======== SOURCE DOCUMENT

Every time it feels like there is momentum on our side, and Illinois is about to make a positive change, it feels like the rug is pulled out from underneath us. Our response is to throw up our hands and say something like, “Liberals. They control this state and are ruining it.”

This is frustrating because Illinois is our home. A home is something sacred and needs to be protected.

In fact, the three biggest investments we make in our lives — our family, our friends and our community — we’ve made right here in Illinois.

But it’s hard not to want an alternative when we feel surrounded. We feel liberal policies are permeating our communities, and we as conservatives are outnumbered.

Yet the real question is, “How outnumbered are we?”

There is an answer. Every year Gallup does a survey of the political ideology of America. They ask a simple question: How would you describe your political views? Very conservative, conservative, moderate, liberal or very liberal?

And you don’t need me to tell you how the majority of the American population identifies. We hear about it every time we read the news, from both left- and right-leaning outlets: “America is becoming more and more liberal.”

So, when I looked at the data from Gallup, I was shocked.

The most common political ideology in the United States? Conservative, with 36%.

The second most?

Moderate, with 35%.

The smallest minority ideology is liberal, with less than 25%. That’s an entire 10 percentage points behind conservatives and moderates.

Think about what that says about the conservative psyche. Despite being at a natural advantage, we have let the current and temporary political situation become a permanent minority mindset.

Before I go on, let me clarify that the political ideology in Illinois is not dramatically different. The most common ideology is moderates at 35% with conservatives and liberals at a statistical tie of 25% and 28%, respectively.

If we are losing any battles in America, it is the battles for the hearts and minds of moderates.

How do we fix it? There are two simple and immediate solutions.

================
======== LISTED ENTRIES

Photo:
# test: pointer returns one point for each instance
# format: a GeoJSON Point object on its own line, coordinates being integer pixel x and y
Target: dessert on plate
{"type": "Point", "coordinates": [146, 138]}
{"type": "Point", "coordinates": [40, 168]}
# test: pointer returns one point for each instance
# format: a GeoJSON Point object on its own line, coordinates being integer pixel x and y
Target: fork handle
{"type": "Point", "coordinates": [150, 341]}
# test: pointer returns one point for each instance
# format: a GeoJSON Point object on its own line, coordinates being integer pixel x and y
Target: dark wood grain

================

JOBS:
1. List the answer choices that the essay on political ideology says Gallup offers for describing political views.
2. Update the essay on political ideology from "Yet the real" up to and including "Moderate, with 35%.", putting "poll" in place of "survey".

RESPONSES:
1. Very conservative, conservative, moderate, liberal, very liberal

2.
Yet the real question is, “How outnumbered are we?”

There is an answer. Every year Gallup does a poll of the political ideology of America. They ask a simple question: How would you describe your political views? Very conservative, conservative, moderate, liberal or very liberal?

And you don’t need me to tell you how the majority of the American population identifies. We hear about it every time we read the news, from both left- and right-leaning outlets: “America is becoming more and more liberal.”

So, when I looked at the data from Gallup, I was shocked.

The most common political ideology in the United States? Conservative, with 36%.

The second most?

Moderate, with 35%.